*RECORDS FOR PROCESSING*
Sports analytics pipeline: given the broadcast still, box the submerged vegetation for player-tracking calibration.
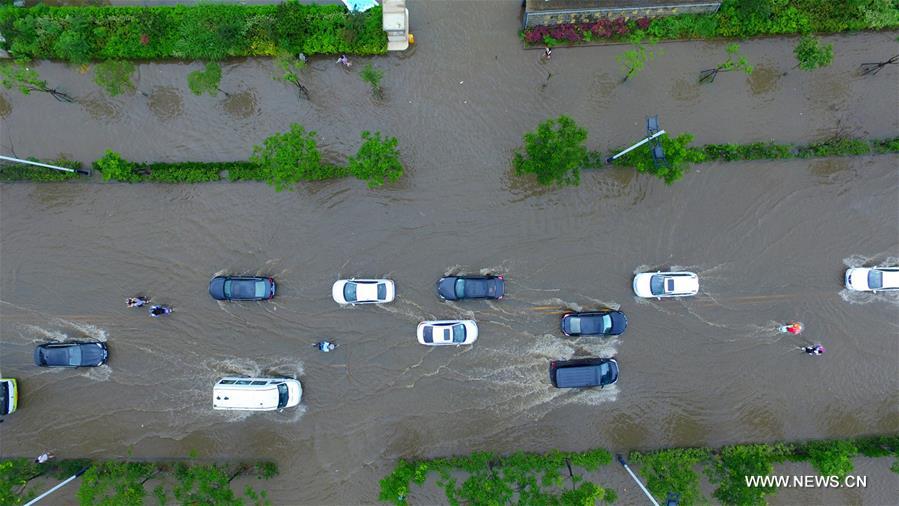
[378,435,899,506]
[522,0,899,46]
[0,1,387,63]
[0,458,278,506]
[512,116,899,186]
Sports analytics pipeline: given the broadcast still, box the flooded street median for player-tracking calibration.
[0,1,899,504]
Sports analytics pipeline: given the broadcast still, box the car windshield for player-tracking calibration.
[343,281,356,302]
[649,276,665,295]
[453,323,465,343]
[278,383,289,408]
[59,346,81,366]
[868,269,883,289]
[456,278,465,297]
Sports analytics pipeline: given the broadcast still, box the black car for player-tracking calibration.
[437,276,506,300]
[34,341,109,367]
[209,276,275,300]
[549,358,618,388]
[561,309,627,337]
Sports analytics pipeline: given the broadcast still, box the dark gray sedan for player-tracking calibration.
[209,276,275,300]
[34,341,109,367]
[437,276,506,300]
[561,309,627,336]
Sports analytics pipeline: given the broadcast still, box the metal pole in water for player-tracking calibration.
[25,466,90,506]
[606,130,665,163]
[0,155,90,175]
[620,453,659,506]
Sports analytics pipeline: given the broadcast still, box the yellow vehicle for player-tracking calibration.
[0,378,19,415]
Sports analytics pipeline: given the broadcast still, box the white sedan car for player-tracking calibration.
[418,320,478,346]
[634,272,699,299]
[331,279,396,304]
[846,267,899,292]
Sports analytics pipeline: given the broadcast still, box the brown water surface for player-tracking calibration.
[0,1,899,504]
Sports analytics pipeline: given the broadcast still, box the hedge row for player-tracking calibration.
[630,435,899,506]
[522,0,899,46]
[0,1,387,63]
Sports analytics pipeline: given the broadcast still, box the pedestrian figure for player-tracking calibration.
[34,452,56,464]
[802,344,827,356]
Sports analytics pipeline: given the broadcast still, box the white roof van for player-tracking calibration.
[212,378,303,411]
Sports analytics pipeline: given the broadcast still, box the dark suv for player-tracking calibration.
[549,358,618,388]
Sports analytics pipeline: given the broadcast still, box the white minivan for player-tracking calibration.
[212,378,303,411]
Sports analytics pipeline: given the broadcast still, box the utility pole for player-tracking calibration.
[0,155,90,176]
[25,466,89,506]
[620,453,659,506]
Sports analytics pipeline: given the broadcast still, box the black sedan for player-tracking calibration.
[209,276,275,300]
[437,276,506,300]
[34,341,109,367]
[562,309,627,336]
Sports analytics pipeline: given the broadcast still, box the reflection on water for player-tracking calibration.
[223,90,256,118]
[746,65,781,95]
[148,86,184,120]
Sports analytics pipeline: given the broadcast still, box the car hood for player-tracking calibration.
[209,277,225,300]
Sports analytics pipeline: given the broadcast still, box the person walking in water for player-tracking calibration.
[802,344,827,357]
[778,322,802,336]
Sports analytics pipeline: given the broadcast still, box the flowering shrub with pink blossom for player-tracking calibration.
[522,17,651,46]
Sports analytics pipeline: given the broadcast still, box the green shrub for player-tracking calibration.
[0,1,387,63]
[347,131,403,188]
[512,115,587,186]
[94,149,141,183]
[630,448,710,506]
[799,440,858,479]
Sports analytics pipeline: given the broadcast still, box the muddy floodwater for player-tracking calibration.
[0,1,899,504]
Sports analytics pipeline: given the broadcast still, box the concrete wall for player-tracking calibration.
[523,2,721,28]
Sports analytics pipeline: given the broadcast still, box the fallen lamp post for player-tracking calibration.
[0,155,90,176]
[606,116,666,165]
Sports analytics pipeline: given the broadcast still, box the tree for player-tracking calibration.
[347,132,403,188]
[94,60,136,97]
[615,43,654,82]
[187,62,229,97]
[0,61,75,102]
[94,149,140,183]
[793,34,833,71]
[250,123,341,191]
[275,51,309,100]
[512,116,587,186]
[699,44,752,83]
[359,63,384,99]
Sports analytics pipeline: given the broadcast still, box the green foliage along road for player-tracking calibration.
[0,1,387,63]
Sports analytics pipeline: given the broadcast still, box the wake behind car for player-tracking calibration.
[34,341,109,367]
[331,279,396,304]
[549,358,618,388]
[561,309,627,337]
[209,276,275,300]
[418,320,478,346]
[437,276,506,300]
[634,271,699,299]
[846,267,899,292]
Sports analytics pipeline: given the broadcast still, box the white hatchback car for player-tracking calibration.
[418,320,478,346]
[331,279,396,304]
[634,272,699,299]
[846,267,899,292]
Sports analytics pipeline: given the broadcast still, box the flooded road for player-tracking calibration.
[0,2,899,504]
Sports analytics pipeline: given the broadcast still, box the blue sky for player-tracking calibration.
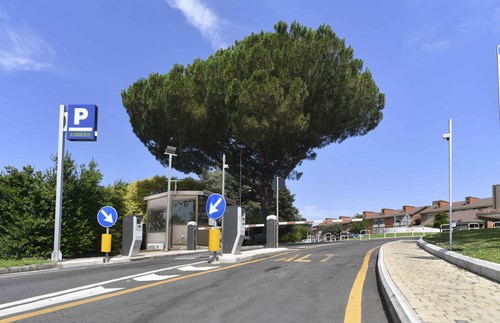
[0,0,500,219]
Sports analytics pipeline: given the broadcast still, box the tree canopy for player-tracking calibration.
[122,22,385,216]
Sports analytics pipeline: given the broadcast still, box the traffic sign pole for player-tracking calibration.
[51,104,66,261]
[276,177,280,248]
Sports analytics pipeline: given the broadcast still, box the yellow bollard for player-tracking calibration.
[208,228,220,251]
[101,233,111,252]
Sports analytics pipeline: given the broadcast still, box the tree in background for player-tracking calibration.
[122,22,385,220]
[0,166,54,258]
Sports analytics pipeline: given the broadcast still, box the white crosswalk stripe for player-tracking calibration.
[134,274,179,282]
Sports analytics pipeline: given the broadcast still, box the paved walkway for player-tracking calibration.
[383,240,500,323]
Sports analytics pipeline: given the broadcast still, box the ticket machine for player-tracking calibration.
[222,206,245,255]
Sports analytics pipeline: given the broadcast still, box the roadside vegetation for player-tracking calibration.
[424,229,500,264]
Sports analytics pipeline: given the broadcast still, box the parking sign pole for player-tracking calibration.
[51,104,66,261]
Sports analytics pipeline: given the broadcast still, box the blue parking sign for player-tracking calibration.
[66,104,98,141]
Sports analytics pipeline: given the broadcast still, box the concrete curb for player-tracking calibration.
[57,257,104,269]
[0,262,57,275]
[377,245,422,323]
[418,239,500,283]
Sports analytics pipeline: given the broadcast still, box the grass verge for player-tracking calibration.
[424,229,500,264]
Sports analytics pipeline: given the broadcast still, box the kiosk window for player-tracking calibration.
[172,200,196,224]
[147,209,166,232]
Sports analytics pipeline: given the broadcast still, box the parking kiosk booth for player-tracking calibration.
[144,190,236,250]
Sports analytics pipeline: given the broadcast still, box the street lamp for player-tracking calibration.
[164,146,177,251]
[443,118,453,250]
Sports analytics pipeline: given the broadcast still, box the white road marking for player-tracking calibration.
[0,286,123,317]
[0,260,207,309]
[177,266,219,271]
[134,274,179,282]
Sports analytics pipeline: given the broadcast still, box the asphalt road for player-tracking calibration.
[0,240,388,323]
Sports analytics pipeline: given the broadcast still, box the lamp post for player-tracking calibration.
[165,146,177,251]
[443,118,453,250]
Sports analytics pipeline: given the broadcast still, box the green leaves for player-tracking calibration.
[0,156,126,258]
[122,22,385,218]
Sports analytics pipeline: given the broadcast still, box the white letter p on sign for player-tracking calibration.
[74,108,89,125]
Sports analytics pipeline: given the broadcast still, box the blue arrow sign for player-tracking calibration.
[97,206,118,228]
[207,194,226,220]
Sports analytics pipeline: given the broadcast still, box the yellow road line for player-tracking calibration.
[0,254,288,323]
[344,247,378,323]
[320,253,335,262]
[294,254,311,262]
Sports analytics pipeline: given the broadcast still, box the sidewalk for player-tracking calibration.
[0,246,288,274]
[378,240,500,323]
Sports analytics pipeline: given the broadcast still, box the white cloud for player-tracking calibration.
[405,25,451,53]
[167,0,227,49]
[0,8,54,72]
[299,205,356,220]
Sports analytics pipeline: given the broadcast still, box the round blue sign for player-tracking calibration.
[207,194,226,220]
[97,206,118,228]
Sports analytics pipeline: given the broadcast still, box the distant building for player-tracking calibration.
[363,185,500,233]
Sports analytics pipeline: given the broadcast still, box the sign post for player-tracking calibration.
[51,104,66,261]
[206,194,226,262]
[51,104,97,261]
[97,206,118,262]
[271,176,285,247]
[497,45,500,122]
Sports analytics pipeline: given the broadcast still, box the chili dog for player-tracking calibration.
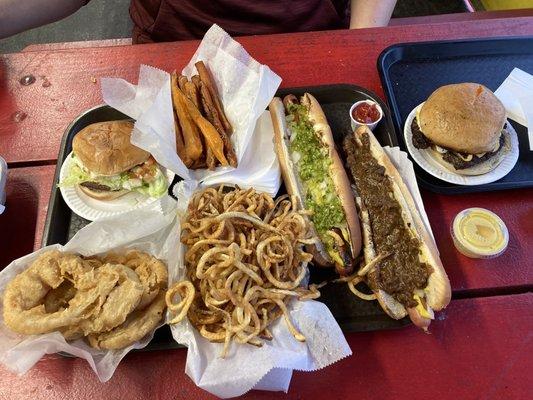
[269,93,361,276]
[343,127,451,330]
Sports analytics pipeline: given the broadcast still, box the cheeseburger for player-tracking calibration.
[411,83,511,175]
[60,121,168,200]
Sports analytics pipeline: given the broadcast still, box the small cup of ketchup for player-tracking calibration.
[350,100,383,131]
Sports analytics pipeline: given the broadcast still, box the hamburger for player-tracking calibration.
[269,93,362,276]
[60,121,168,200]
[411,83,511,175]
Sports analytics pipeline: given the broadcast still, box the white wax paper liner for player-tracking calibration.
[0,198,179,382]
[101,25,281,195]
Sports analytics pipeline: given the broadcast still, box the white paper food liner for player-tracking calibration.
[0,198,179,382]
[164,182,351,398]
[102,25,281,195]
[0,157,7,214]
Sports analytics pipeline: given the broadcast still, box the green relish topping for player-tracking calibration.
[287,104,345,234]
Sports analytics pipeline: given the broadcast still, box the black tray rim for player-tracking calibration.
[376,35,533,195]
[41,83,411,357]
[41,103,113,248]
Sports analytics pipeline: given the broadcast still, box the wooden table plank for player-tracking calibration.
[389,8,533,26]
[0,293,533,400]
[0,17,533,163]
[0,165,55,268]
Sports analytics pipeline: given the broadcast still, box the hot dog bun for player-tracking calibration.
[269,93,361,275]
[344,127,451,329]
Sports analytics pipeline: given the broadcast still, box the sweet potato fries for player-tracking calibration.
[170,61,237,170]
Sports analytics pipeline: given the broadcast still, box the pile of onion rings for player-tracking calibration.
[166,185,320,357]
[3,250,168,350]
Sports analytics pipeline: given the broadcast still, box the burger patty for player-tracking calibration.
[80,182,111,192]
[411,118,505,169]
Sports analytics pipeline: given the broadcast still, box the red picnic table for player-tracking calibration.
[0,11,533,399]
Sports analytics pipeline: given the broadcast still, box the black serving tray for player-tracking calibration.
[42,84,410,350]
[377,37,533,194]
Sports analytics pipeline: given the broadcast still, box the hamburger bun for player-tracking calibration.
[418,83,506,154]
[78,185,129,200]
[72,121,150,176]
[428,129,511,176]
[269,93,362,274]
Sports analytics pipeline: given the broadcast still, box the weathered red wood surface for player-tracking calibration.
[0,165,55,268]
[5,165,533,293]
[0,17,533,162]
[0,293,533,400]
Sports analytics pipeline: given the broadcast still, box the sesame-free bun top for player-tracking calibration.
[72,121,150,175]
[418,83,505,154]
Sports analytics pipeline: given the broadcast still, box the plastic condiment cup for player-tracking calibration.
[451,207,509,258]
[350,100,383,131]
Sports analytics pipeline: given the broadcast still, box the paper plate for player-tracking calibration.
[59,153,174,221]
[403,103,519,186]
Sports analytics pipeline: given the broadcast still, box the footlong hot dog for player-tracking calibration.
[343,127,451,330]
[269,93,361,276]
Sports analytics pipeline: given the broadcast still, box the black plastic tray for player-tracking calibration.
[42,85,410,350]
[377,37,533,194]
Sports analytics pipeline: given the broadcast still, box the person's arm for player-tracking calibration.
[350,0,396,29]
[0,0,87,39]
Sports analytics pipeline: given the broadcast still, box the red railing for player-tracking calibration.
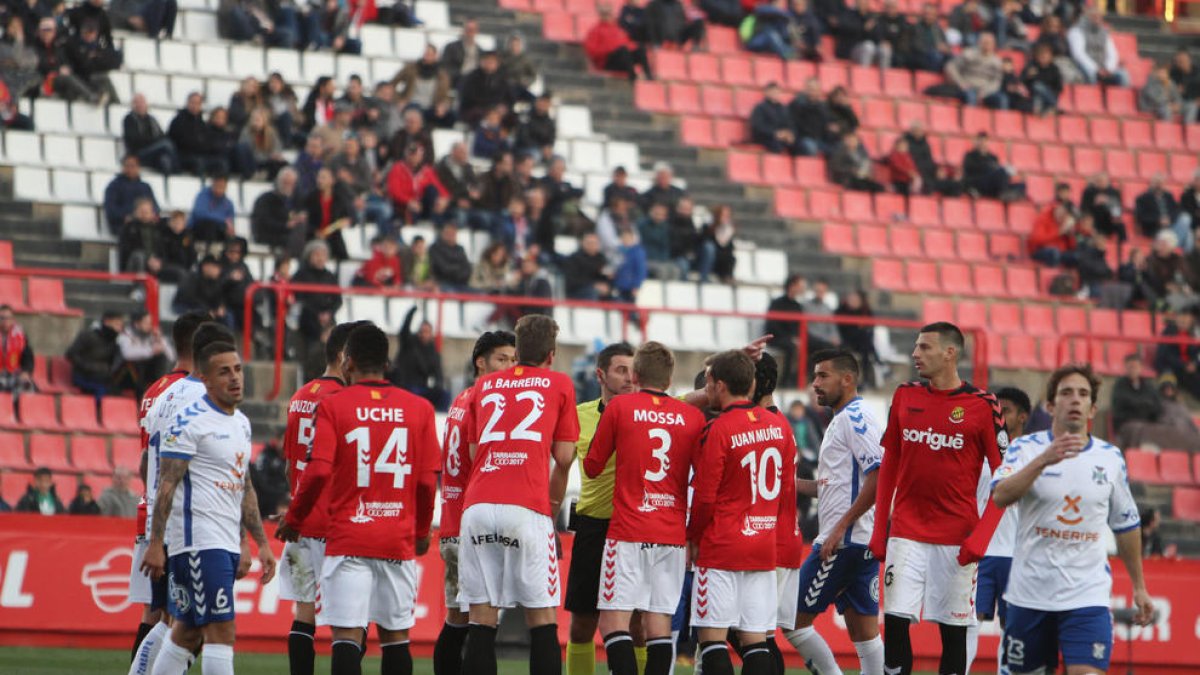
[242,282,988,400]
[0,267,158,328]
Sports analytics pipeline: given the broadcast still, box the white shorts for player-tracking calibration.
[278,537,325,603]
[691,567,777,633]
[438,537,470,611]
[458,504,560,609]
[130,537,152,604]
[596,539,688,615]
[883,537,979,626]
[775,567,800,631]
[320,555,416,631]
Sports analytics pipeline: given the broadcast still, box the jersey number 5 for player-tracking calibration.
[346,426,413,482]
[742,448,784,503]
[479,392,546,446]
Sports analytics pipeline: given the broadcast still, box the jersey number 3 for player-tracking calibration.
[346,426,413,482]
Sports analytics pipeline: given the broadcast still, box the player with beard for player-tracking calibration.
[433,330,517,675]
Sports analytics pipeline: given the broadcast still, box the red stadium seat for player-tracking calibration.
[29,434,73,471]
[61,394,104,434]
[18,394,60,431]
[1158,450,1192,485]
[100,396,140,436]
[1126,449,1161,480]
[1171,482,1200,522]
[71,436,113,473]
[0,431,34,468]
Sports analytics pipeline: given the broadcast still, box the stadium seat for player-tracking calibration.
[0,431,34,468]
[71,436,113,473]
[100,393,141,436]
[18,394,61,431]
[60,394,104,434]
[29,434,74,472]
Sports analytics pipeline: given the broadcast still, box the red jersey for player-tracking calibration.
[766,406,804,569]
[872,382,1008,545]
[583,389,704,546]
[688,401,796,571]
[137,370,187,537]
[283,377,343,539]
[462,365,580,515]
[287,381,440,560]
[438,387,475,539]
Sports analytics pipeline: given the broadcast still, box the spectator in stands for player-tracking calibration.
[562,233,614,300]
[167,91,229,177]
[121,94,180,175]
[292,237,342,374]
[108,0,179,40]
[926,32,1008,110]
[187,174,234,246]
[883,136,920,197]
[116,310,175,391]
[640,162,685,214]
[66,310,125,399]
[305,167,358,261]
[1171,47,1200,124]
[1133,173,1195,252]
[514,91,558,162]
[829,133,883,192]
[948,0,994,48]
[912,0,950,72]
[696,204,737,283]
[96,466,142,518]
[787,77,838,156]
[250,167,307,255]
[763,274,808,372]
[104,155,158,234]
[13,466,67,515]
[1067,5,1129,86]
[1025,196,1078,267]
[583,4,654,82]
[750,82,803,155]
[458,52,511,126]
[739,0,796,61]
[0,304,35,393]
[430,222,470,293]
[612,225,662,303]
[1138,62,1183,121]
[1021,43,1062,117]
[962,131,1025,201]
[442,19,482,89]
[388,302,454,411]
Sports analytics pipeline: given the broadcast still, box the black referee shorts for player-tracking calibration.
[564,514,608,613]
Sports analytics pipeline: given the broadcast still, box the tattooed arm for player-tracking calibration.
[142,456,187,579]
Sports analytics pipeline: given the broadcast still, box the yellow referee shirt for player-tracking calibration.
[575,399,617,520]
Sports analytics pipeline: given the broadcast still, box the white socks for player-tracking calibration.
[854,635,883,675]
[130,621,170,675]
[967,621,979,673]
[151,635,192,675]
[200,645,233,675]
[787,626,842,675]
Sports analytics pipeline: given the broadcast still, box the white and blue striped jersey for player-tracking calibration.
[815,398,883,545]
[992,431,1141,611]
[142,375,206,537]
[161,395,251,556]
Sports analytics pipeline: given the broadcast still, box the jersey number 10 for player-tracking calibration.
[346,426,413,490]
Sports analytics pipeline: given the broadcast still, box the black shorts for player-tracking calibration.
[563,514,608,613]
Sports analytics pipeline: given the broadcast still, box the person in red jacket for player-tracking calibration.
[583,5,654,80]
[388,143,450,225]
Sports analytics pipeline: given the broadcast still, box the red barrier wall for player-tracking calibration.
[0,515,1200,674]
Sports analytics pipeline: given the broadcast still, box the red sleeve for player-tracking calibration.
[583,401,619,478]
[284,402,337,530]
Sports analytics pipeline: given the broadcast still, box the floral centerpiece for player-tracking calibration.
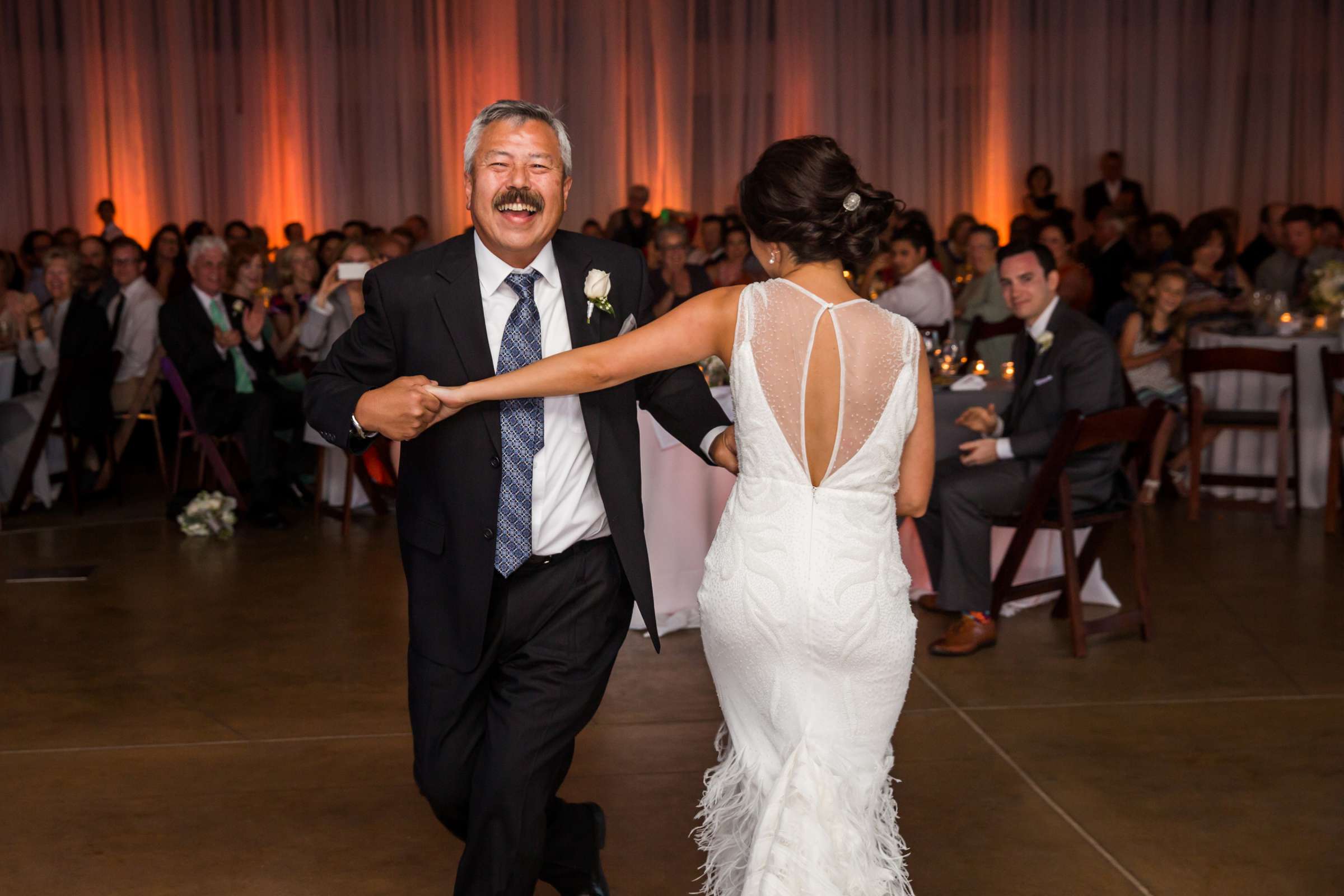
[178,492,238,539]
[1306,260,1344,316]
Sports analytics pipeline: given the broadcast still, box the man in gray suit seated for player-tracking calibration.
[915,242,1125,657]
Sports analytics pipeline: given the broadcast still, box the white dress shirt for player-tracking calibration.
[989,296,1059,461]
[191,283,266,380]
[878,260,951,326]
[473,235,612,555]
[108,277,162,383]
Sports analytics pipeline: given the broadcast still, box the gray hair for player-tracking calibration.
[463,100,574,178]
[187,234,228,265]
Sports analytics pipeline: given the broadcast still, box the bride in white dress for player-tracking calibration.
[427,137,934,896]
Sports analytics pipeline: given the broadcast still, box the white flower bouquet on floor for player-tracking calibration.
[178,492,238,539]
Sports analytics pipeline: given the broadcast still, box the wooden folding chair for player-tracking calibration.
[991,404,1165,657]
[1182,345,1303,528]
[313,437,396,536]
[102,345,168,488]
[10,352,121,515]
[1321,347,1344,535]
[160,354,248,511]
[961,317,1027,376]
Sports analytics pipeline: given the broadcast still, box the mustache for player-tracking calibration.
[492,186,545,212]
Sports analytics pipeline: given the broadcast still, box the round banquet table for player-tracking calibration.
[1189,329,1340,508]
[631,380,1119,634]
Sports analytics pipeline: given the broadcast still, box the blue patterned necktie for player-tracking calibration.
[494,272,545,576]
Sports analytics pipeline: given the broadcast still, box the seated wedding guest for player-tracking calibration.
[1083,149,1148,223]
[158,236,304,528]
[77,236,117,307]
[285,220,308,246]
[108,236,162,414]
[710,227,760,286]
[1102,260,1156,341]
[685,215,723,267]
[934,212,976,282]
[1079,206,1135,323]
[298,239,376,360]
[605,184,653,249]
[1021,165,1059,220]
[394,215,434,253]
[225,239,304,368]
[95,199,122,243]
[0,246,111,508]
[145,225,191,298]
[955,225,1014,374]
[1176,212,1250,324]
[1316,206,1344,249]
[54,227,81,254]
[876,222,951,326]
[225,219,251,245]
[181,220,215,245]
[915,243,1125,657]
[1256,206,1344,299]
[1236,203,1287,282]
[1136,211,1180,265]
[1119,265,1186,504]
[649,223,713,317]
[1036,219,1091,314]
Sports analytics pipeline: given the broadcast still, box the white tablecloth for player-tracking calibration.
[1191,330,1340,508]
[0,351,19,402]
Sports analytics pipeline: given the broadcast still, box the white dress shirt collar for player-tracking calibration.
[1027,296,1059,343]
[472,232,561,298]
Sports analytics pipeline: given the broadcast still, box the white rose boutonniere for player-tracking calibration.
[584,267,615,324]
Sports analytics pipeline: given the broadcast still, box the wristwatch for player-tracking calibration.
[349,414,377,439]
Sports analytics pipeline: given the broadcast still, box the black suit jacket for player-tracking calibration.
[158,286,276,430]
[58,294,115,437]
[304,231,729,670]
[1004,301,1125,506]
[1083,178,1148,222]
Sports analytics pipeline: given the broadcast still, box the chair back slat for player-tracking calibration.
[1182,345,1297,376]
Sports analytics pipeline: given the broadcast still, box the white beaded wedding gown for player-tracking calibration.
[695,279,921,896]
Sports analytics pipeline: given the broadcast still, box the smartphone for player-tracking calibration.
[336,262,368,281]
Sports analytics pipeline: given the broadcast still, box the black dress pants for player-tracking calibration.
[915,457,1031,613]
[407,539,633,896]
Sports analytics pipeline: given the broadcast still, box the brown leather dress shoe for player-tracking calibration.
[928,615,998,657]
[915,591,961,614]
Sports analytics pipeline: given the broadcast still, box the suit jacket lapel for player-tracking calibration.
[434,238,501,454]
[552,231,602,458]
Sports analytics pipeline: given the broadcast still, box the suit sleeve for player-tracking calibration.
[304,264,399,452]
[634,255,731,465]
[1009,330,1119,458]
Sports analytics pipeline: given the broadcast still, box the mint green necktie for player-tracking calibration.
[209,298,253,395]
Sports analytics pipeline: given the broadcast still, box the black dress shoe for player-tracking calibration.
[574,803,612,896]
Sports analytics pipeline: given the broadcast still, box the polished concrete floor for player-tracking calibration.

*WRITTEN PROBLEM*
Return exactly, and only, the line containing "lapel for player-tracking calibration." and every line after it through the end of the material.

*REPLY*
Sports analytics pipeline: given the broadcast still, box the suit jacket lapel for player-tracking calibration.
[434,238,501,454]
[552,231,602,458]
Sports analytics pipeline: given the broadcast still, box the suit sleeve for player-tracking calibration.
[304,264,399,452]
[634,255,731,465]
[1009,330,1119,458]
Sports analytics pipeline: given the broadcast still, box the mint green necktie for player-tracking calibration.
[209,298,253,395]
Sports analytics pipeline: given the broadcast still, box the black dress shoe for player-tracking calibration.
[574,803,612,896]
Sports analytics pipeline: given the broadcast still, box the polished concrete floor for player-tracking calibration.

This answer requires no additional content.